Everyone’s more aware of celebrity and being famous, or trying to be. Mixing that with science and first-person science reporting seemed really funny to me.

You seem to have a real interest in academic subjects, which so often bleeds into your work, in one way or another.

I was a history major in college and I loved [history] from the beginning, for whatever reason. I didn’t even read that much as a kid. For me, it was PBS and watching documentaries, when I could find them.

My first stop is usually documentary—NOVA and 3-2-1 Contact and all these shows were a big deal for me when I was growing up. Later, I became a reader, almost after college, and non-fiction still draws me first. I do like fiction, and I love movies and make-believe and all that stuff, but for whatever reason—the nerd in me—my first stop is always documentary and non-fiction.

Jess Dunlap

I don’t even know how much content I personally know; how many facts I know, or anything. But as a history major, I did enjoy learning about historiography—in my public school in New Jersey, that was not part of the curriculum. Thinking about the literature of history, and the writing of history, was kind of an interesting revelation because it made things much more relative and malleable and human, rather than “These are the facts, and this war happened on this date.” It’s what you choose to share, the story you choose to tell. I like those things about it a lot.

══════════

■ TASKS TO PERFORM ■
1) List every proper name (person, place, broadcaster, or program) that appears in the interview excerpt.
2) Reproduce everything in the listing from its first line down to the line containing "pixel 164 80", both ends included.
The interview excerpt and the listing that follows it are unrelated to each other.

══════════

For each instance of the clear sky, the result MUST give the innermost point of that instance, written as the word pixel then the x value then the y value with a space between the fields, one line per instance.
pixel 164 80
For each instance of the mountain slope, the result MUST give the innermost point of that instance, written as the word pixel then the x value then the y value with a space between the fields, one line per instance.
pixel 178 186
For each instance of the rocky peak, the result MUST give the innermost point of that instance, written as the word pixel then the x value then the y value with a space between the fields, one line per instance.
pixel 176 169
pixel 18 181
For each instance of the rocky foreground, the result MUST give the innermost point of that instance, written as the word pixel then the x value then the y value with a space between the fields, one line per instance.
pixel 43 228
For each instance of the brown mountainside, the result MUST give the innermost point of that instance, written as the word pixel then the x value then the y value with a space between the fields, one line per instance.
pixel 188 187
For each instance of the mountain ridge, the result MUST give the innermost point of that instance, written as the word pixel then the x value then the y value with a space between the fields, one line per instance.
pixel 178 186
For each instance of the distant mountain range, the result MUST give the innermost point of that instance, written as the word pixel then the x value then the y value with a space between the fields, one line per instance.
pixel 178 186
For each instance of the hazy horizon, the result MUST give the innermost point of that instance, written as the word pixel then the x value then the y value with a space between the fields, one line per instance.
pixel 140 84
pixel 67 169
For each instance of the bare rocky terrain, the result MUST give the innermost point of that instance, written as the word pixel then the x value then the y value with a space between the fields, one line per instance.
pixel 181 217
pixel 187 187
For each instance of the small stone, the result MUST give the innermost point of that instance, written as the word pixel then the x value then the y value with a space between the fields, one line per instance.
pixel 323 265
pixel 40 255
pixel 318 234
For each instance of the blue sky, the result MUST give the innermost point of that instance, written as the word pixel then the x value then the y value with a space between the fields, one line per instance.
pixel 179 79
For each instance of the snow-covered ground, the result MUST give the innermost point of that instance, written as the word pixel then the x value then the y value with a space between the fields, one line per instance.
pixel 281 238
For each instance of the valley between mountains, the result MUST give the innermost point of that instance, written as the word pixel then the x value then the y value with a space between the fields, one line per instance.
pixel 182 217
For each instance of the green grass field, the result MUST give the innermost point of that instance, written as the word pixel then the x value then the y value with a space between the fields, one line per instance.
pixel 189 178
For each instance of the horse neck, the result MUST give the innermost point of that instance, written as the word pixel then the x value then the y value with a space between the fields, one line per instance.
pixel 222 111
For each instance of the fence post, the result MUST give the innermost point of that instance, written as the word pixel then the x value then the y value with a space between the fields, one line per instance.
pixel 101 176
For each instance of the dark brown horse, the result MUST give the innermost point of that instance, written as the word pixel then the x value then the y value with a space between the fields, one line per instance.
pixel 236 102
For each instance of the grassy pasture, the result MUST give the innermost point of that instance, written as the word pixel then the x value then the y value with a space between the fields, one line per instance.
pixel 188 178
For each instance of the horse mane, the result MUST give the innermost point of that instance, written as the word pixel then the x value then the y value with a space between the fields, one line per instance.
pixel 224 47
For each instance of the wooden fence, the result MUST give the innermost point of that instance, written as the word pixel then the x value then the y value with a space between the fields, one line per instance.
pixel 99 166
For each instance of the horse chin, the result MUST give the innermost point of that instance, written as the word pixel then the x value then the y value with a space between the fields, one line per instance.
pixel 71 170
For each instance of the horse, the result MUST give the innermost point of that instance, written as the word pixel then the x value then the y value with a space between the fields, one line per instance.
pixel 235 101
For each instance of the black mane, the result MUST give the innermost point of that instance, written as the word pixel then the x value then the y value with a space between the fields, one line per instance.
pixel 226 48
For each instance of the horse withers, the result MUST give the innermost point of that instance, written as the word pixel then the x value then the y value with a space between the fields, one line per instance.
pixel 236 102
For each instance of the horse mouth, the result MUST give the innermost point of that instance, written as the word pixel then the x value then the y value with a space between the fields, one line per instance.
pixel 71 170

══════════

■ SOLUTIONS FOR EACH TASK ■
1)
PBS
NOVA
3-2-1 Contact
Jess Dunlap
New Jersey

2)
For each instance of the clear sky, the result MUST give the innermost point of that instance, written as the word pixel then the x value then the y value with a space between the fields, one line per instance.
pixel 164 80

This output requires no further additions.